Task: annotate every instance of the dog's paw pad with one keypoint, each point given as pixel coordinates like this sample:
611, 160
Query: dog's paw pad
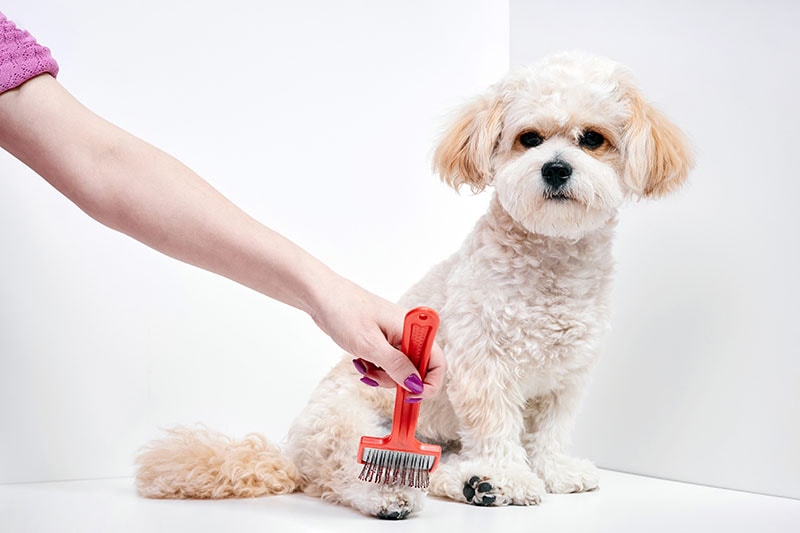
478, 491
394, 515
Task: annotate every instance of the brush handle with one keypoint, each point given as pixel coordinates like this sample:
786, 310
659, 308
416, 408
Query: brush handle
419, 330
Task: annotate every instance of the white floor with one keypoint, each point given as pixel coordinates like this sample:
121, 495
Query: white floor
625, 503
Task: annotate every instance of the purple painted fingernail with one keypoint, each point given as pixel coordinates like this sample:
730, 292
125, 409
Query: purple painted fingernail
414, 384
360, 366
367, 381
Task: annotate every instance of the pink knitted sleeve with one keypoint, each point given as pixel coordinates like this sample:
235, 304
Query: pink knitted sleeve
21, 57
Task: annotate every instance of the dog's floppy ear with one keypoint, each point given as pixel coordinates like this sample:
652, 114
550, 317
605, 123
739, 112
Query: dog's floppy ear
464, 155
657, 154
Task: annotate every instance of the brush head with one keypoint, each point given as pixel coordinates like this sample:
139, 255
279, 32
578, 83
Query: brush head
391, 467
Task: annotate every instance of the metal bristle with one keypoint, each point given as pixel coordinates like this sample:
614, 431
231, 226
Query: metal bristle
396, 468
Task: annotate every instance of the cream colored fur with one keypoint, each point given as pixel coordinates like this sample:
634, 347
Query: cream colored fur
524, 308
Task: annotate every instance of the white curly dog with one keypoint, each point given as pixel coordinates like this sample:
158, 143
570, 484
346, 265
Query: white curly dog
524, 307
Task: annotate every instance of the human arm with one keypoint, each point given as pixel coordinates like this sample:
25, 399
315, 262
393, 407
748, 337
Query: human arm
141, 191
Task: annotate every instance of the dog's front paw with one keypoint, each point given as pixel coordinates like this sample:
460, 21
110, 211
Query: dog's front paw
564, 475
479, 491
484, 486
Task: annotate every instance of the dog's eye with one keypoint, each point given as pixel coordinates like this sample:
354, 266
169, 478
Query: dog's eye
591, 140
529, 139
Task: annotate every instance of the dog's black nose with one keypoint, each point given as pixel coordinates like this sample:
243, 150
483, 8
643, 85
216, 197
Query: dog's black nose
556, 173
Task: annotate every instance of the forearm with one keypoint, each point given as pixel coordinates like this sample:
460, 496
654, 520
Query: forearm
139, 190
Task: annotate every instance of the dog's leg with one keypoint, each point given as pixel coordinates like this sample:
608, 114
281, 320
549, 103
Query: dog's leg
492, 466
548, 421
323, 443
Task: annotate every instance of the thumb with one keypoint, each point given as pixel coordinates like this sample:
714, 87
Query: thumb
399, 368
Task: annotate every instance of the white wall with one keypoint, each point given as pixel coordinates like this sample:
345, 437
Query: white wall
701, 381
317, 117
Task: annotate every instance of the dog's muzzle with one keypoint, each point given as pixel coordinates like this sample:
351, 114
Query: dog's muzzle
556, 174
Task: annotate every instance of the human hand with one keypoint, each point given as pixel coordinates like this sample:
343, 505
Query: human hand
371, 329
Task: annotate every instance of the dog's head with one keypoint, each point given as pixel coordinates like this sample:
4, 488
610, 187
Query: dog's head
563, 143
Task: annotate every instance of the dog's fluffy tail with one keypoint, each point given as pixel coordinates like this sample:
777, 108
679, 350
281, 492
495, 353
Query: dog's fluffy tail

□ □ □

PROBLEM STATEMENT:
Check each line above for the string "fluffy" and copy every line that has it.

WRITTEN ANSWER:
Task: annotate every instance of the dog's fluffy tail with one keypoint, each point given as pixel coordinates like this sample:
Query: dog's fluffy tail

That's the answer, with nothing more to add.